Stated goal ->
Output all of the entries below precisely as written.

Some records
++++
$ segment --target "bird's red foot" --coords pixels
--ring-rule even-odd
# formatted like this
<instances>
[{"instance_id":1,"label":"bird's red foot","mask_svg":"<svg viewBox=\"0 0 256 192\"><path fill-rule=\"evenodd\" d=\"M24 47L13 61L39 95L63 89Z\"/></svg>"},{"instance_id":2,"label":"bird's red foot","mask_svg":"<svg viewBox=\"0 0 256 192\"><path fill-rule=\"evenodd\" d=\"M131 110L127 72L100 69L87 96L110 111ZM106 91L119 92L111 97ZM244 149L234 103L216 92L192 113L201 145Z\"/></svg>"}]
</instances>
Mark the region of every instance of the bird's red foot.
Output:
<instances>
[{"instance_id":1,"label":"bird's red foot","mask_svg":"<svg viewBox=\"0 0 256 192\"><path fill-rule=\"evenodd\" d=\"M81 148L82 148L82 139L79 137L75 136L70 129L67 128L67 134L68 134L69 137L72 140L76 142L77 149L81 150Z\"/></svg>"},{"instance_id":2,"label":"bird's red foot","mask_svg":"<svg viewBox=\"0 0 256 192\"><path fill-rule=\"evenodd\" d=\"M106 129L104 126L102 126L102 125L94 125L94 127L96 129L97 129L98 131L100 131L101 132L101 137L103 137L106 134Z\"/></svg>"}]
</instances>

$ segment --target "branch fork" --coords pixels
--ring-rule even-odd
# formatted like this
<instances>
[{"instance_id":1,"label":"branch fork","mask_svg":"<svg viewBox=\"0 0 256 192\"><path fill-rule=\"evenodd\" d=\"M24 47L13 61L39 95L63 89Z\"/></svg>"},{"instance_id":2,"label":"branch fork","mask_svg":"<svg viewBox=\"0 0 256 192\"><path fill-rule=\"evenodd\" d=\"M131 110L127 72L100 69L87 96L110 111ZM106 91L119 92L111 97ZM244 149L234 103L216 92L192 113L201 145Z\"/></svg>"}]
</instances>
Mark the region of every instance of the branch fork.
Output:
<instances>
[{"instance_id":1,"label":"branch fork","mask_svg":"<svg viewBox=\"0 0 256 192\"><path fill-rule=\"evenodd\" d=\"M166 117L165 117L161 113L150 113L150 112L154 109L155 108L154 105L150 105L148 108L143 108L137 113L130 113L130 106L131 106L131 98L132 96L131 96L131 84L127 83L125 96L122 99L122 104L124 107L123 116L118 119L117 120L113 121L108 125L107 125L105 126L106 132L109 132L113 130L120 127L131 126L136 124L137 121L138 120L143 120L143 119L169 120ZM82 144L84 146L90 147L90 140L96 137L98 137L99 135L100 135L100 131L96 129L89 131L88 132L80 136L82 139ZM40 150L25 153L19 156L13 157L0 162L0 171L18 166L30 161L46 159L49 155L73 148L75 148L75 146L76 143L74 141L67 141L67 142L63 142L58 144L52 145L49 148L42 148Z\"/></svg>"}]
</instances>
++++
Result of this exercise ->
$ segment --target "bird's red foot" --coords pixels
--ring-rule even-odd
# formatted like this
<instances>
[{"instance_id":1,"label":"bird's red foot","mask_svg":"<svg viewBox=\"0 0 256 192\"><path fill-rule=\"evenodd\" d=\"M24 47L13 61L39 95L63 89Z\"/></svg>"},{"instance_id":2,"label":"bird's red foot","mask_svg":"<svg viewBox=\"0 0 256 192\"><path fill-rule=\"evenodd\" d=\"M131 110L127 72L100 69L87 96L110 111ZM106 91L119 92L111 97ZM244 149L234 103L216 92L192 113L201 145Z\"/></svg>"}]
</instances>
Mark the region of every instance of the bird's red foot.
Output:
<instances>
[{"instance_id":1,"label":"bird's red foot","mask_svg":"<svg viewBox=\"0 0 256 192\"><path fill-rule=\"evenodd\" d=\"M81 148L82 148L82 139L79 137L75 136L70 129L67 128L67 134L68 134L69 137L72 140L76 142L77 149L81 150Z\"/></svg>"},{"instance_id":2,"label":"bird's red foot","mask_svg":"<svg viewBox=\"0 0 256 192\"><path fill-rule=\"evenodd\" d=\"M106 129L104 126L102 126L102 125L94 125L94 127L96 129L97 129L98 131L100 131L101 132L101 137L103 137L106 134Z\"/></svg>"}]
</instances>

$ segment --target "branch fork" --coords pixels
--ring-rule even-odd
# formatted like this
<instances>
[{"instance_id":1,"label":"branch fork","mask_svg":"<svg viewBox=\"0 0 256 192\"><path fill-rule=\"evenodd\" d=\"M24 47L13 61L39 95L63 89Z\"/></svg>"},{"instance_id":2,"label":"branch fork","mask_svg":"<svg viewBox=\"0 0 256 192\"><path fill-rule=\"evenodd\" d=\"M131 110L127 72L100 69L87 96L110 111ZM106 91L119 92L111 97ZM244 149L234 103L216 92L192 113L201 145Z\"/></svg>"}]
</instances>
Mark the region of every instance of the branch fork.
Output:
<instances>
[{"instance_id":1,"label":"branch fork","mask_svg":"<svg viewBox=\"0 0 256 192\"><path fill-rule=\"evenodd\" d=\"M166 117L165 117L161 113L150 113L150 112L154 109L155 108L154 105L150 105L148 108L143 108L137 113L130 113L130 106L131 106L131 98L132 96L131 96L131 84L127 83L125 96L122 99L122 104L124 107L123 116L118 119L117 120L113 121L108 125L107 125L105 126L106 132L109 132L113 130L120 127L131 126L136 124L137 121L138 120L143 120L143 119L169 120ZM82 144L84 146L90 147L90 140L96 137L98 137L99 135L100 135L100 131L96 129L89 131L88 132L80 136L82 139ZM40 150L25 153L19 156L13 157L0 162L0 171L18 166L30 161L46 159L49 155L73 148L75 148L75 146L76 143L74 141L67 141L67 142L63 142L58 144L52 145L49 148L42 148Z\"/></svg>"}]
</instances>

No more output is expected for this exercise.